* _PASSAGE_:
On peut ainsi être occupant d’un local en vertu d’un titre, ou sans droit ni titre. A partir de la décision d’expulsion, quel qu’en soit le motif, la personne expulsée est considérée comme l’occupant d’un local et les articles précités, spécifiques à l’expulsion, sont applicables.-sauf régimes dérogatoires notamment pour les logements d’étudiants.
Madame [W] est de fait occupante du local d’habitation dont il n’est pas contesté qu’il est la propriété en propre de Monsieur [S], pour avoir été autorisée à titre provisoire à en jouir à titre onéreux par l’ordonnance de non conciliation du 18 octobre 2016 et n’en être manifestement jamais partie depuis, et ce malgré l’arrêt rendu le 17 novembre 2021 et le commandement du 6 décembre 2021.

* _DÉTAILS DU PROBLÈME_:
D'après le passage, à quelle date l'ordonnance de non conciliation a-t-elle été rendue ?

(Entrées de données enregistrées)
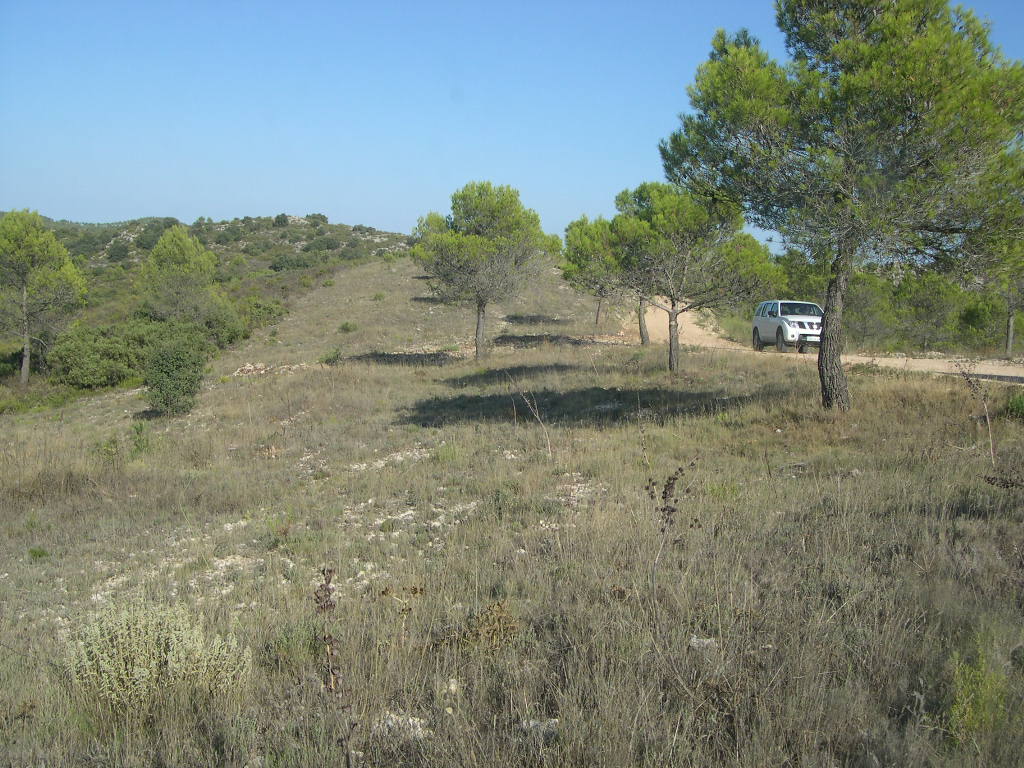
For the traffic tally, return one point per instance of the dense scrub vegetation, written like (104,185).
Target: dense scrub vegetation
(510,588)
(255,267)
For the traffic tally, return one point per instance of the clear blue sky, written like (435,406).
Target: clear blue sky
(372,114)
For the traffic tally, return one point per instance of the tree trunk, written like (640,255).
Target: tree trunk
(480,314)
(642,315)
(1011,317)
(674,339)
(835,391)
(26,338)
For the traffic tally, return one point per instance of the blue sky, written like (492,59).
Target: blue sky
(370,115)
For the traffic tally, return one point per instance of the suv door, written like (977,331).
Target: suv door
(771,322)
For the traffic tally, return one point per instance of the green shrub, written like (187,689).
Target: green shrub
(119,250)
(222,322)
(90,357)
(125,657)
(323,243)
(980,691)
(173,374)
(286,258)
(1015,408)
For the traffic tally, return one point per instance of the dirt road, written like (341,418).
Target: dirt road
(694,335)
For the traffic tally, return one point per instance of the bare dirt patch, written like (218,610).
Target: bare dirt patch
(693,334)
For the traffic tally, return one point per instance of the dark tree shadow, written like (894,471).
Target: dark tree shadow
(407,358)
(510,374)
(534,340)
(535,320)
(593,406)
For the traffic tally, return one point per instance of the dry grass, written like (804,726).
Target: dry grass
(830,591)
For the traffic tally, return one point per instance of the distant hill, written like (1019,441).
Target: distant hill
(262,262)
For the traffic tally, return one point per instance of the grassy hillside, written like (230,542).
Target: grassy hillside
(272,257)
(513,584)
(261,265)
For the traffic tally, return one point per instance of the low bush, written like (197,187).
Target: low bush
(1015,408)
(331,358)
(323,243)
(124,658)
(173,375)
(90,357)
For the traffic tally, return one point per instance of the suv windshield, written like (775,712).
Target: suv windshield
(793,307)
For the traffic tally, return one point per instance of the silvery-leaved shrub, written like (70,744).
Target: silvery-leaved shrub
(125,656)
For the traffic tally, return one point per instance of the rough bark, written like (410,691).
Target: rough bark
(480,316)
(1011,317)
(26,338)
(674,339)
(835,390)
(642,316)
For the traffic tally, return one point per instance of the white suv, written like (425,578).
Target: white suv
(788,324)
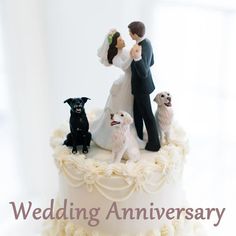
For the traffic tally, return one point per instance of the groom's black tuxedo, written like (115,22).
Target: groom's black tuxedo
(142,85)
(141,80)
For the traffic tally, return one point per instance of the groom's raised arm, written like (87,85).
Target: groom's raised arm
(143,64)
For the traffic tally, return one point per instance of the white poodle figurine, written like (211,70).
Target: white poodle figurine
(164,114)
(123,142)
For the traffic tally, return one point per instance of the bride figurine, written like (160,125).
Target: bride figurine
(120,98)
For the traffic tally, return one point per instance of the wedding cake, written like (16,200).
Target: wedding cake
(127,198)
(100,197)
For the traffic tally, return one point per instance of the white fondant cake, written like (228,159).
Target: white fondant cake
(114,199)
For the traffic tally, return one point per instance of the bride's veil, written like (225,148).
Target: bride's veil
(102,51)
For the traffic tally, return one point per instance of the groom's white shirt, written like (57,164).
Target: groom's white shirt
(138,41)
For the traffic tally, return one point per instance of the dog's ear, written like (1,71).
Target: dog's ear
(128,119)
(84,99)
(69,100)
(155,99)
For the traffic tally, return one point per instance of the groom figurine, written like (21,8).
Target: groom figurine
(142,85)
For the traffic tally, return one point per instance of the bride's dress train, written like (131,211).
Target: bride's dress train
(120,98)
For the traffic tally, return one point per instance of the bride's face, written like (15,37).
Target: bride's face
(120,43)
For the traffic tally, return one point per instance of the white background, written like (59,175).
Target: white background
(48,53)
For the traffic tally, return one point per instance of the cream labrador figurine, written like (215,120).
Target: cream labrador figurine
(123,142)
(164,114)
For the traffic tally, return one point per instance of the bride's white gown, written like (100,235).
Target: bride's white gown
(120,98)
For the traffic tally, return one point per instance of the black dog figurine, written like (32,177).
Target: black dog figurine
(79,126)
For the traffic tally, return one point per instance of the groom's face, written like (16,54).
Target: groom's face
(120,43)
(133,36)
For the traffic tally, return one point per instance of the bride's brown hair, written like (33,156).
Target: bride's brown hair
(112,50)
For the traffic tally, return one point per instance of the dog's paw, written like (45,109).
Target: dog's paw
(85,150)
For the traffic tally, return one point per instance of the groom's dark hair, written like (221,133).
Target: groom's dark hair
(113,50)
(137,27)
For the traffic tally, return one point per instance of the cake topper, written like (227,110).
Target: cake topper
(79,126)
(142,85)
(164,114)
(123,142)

* _RÉPONSE_:
Le 18 octobre 2016.